**SET EXERCISE 1**
Translate this sentence from the National Bank of Greece H1 2014 results report into Spanish: "Group net earnings amounted to €1,146 million, vs. €343 million in H1.2013."
**SET EXERCISE 2**
Carry the National Bank of Greece H1 2014 results report further, picking up after its final sentence.

**DOCUMENT PASSAGE**
6-K 1 a14-20183_16k.htm 6-K






Washington, D.C. 20549


Report of Foreign Private Issuer

Pursuant to rule 13a-16 or 15d-16 of

The Securities Exchange Act of 1934


For the month of August, 2014



National Bank of Greece S.A.

(Translation of registrant’s name into English)


86 Eolou Street, 10232 Athens, Greece

(Address of principal executive offices)


[Indicate by check mark whether the registrant files or will file annual reports under cover Form 20-F or Form 40-F.]



Form 20-F x

Form 40-F o


[Indicate by check mark whether the registrant by furnishing the information contained in this Form is also thereby furnishing the information to the Commission pursuant to rule 12g3-2(b) under the Securities Exchange Act of 1934.]



Yes o

No x


[If “Yes” is marked, indicate below the file number assigned to the registrant in connection with Rule 12g3-2(b): 82-               ]










NBG Group

H1 2014 results






NBG Group: H1 2014 results


Healthy Capital Adequacy combined with strong earnings


·                  Capital Adequacy (CET1) 16.2%


·                  Net operating profit over €120 million


·                  Healthy liquidity (loan-to-deposit ratio = 83%)


·                  New +90 dpd loans on a downward trend


·                  Provision coverage at 56%


·                  Reduction in operating expenses and cost of deposits


·                  Financing of the Greek economy with disbursements of over €0.4 billion in Q2


Capital Adequacy:


·       The €2.5 billion share capital increase and Q2 earnings have strengthened the Group’s CET 1 to 16.2%.




Business performance:


·       Group net earnings amounted to €1,146 million, vs. €343 million in H1.2013.


·       Pre-provision income grew by 5% yoy to €828 million, more than covering H1 provisions, which stood at €705 million. Provisions were down by 17% yoy, tracking the ongoing reduction of new +90 dpd loans. As a result, operating profit after provisions amounted to €123 million, vs. operating losses of €61 million in H1.2013.




Earnings of subsidiaries:


·       The contribution from the Group’s Turkish subsidiary Finansbank continues its upward trend, posting net profit of €85 million in Q2, up 33% qoq. Notably, the net profit of Finansbank in Q2.2014 was more than double the level posted for the last quarter of 2013.

**INFORMATION PROVIDED**
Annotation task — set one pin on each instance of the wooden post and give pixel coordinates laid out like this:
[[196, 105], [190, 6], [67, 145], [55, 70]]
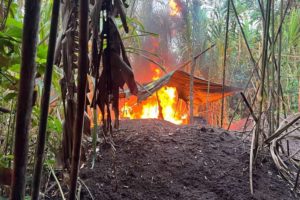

**EXERCISE ANSWER 1**
Los beneficios netos del Grupo ascendieron a 1.146 millones de euros, frente a 343 millones de euros en el primer semestre de 2013.

**EXERCISE ANSWER 2**
·       The positive input of the Group’s SE Europe subsidiaries gained momentum, as they reported net profit of €30 million in H1.2014, vs. €7 million in H1.2013.




Asset quality and provisions:


·       New +90 dpd loans in Greece declined significantly to €262 million, down by 31% yoy and 16% qoq.


·       The ratio of +90 dpds stood at 23.2% for the Group and 29.3% for the domestic loan book.






·       The Group and the Bank maintain a strong coverage ratio — consistently the highest among peers — at 56%.




Declining costs:


·       Substantial 18% yoy reduction in staff expenses in Greece, following the early retirement scheme in December 2013. Overall operating costs in Greece down by 16% and in SE Europe by 6% since the end of 2013.






·       Cumulative 32% decline in domestic operating costs since H1.2010, reflecting primarily the 39% reduction in staff expenses over the same period.




Improving liquidity:


·       Significant yoy growth in the Group’s deposit base, up 8%.


·       Zero exposure to ELA since Q3.2013. Continued reduction in net funding from the Eurosystem, by €9.7 billion from December 2013 to the present, which now accounts for just 4% of Group assets (excluding EFSF notes).


·       In Greece the loan-to-deposit ratio strengthened further to 83% vs. 93% at the end of H1.2013. At Group level, too, the loan-to-deposit ratio improved to 94%, vs. 102% in June 2013.


·       Ongoing rapid deceleration in the cost of domestic deposits due to the repricing of time deposits.




The positive second-quarter performance by the NBG Group reflects its comparative advantages and vindicates its strategic decisions. The Group has reported profitable business across its geographies, with all regions showing recovery. In addition, it has fortified its balance sheet with a robust capital base and ample liquidity.


In the domestic market, we have posted operating profit for a fourth consecutive quarter, with improved performance in all three key components of profitability. First, operating income has been moving steadily upwards, reflecting mainly the normalization of the Greek economy. Second, new +90 dpd loans have drastically declined, implying respective reductions in provisions. Third, we have made substantial cuts in operating expenses. The Group’s results were also enhanced by the improving performance of our subsidiaries abroad, again reflecting the comparative strength of our strategy in this area. In particular, the swift recovery of Finansbank’s profitability demonstrates the resilience of its business model, while the profits from our SE Europe operations have embarked on a steady upward trajectory.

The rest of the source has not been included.